WHAT YOU WILL DO: Write out exactly the lines running from the one with "the stone watchtower" to the last line of the entries, keeping both the first and the last.

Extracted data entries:
=-=-=

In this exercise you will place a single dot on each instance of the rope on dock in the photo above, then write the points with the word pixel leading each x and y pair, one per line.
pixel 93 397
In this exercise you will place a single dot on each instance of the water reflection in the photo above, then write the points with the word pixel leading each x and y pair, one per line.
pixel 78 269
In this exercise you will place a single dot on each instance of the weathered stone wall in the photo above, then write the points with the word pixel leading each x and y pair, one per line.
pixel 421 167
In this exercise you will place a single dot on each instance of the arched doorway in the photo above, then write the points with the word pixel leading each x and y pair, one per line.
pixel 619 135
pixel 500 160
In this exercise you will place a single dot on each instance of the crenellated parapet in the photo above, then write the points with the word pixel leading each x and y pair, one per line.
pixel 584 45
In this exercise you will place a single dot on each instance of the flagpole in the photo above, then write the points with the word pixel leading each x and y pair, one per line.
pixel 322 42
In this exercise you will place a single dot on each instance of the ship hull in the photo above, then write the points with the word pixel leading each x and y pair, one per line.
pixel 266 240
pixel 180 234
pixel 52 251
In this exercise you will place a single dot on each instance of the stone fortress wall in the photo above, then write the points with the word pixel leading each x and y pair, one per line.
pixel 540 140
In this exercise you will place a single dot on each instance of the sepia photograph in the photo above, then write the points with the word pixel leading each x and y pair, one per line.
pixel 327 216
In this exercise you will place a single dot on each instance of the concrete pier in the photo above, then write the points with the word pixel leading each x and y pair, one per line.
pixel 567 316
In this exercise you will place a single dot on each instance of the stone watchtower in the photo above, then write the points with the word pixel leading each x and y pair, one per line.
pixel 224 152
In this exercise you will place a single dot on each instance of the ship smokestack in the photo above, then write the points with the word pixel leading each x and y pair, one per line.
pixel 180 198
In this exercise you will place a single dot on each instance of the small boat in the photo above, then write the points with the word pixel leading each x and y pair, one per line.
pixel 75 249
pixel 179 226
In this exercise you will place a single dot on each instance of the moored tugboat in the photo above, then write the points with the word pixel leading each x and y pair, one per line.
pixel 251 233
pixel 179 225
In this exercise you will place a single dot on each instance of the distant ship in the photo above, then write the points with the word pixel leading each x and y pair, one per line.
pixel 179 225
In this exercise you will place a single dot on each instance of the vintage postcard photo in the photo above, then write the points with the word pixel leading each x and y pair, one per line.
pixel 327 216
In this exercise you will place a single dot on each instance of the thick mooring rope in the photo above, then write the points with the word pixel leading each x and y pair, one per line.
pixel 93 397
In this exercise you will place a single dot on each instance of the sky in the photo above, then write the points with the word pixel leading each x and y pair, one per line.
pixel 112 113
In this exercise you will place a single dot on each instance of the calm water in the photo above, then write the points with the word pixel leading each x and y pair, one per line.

=-=-=

RESPONSE TO THIS EXERCISE:
In this exercise you will place a single dot on each instance of the stone watchtower in the photo above, then write the points with the word pixel leading each x and y pair, one per line.
pixel 224 152
In this exercise you will place a single dot on each instance of the ship smokestack in the photo above, then write the points with the word pixel leading each x and y pair, one per line.
pixel 180 198
In this exercise you will place a single dot on each instance of the small boat in the photo above, then write the points with the word pixel leading each x and y pair, one per line.
pixel 75 249
pixel 179 226
In this exercise you will place a single dot on each instance of the moored tugboat in the photo above, then write the points with the word pixel leading each x and y pair, one per line.
pixel 251 233
pixel 179 225
In this exercise you will place a single dot on each instance of the distant ship in the photo above, then write the points with the word pixel leading each x and y pair, one per line.
pixel 179 225
In this exercise you will place a single dot on each instance of the vintage postcard photo in the photo above, then write the points with the word pixel leading each x and y pair, one per line.
pixel 327 216
In this exercise you will place a single dot on each instance of the thick mooring rope in the photo above, then write the points with the word pixel leading each x and y pair, one per line.
pixel 93 397
In this exercise you will place a single dot on each instance of the sky in the photo above, then write the points with the word pixel leading each x and y pair, one per line.
pixel 112 113
In this exercise you will place a single dot on each instance of the calm water in the photo above, then write the points with the word pixel leading each x and y pair, one per line.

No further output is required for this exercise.